-- Task objective --
Search the records for the string "plate". Copy each line where it occurs.

[Start of section]

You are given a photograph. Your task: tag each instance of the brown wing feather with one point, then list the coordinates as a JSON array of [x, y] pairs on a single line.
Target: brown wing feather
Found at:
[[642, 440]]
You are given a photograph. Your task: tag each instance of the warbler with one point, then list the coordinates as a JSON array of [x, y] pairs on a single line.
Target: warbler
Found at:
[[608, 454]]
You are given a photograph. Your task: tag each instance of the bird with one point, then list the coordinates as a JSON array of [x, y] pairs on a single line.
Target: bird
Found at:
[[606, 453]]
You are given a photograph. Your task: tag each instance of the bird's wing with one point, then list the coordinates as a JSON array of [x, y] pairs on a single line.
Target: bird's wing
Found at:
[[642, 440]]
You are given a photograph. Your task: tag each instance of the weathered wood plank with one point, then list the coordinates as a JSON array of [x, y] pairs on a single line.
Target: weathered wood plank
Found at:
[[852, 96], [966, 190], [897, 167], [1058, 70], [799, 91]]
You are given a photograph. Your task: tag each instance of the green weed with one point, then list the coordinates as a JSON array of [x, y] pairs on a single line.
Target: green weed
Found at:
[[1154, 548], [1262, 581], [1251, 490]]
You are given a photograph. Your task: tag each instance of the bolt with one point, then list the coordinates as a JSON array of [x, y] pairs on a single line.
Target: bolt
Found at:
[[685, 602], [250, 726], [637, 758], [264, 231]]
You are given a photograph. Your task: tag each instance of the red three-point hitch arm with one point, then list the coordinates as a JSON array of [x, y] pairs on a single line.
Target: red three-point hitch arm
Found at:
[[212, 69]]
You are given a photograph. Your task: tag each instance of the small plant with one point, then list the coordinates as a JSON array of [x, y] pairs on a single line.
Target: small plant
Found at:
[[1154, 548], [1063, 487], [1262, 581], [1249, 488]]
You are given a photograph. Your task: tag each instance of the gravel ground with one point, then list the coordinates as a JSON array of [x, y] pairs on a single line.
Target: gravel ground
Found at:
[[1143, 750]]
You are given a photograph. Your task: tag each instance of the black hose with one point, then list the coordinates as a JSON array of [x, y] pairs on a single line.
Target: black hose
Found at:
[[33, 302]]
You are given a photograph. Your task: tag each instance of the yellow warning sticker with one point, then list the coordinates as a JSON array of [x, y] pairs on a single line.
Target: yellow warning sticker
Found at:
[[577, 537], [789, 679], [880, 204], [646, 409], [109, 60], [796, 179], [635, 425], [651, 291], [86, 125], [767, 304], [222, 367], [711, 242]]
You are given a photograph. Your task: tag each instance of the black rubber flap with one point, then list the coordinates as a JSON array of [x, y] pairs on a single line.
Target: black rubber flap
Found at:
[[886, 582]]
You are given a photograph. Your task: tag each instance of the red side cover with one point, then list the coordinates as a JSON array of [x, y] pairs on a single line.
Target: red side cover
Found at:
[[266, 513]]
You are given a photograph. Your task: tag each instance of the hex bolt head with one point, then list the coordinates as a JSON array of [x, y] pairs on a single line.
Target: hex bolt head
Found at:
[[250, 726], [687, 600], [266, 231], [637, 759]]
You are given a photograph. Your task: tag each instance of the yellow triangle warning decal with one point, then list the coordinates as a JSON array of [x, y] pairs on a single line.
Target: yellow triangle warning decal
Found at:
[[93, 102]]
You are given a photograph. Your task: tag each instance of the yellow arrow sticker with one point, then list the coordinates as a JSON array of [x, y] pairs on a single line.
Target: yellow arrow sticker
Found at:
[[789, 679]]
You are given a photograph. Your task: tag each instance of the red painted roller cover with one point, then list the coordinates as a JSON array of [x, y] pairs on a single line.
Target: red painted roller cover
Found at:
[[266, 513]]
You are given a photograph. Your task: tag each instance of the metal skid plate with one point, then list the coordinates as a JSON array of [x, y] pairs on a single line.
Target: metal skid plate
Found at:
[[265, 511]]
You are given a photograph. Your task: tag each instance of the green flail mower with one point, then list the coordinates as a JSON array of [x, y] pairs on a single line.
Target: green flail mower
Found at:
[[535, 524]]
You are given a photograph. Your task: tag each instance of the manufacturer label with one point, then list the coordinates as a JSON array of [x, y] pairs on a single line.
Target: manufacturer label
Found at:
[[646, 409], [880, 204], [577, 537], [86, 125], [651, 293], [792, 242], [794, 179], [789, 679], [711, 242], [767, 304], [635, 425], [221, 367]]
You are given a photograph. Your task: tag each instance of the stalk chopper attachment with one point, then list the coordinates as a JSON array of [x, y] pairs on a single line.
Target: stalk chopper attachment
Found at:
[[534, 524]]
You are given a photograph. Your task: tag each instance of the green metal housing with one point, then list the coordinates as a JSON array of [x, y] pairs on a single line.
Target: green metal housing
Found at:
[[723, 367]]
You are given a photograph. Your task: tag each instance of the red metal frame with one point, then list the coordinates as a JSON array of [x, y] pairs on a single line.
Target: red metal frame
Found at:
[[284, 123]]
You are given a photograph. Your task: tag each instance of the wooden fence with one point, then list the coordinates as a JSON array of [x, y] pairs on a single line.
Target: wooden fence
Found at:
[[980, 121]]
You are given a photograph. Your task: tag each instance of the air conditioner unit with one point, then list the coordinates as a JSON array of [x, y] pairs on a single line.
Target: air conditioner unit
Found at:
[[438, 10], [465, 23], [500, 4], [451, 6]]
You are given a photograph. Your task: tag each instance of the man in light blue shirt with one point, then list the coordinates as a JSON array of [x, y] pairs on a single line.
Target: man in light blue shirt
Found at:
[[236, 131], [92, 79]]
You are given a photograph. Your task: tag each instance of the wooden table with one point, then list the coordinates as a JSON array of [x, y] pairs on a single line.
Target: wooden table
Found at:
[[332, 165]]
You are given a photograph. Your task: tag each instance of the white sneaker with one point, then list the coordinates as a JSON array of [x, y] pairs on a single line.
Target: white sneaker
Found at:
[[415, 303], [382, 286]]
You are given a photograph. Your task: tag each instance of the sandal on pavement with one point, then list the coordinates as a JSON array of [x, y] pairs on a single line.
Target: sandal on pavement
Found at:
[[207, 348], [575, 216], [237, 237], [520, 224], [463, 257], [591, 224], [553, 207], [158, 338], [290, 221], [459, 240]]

[End of section]

-- Solution below --
You are given a photograph. Your task: tag each instance of the metal skid plate with one point, then list the coordinates as a JSON array of [x, y] pairs on a single line.
Target: metal skid plate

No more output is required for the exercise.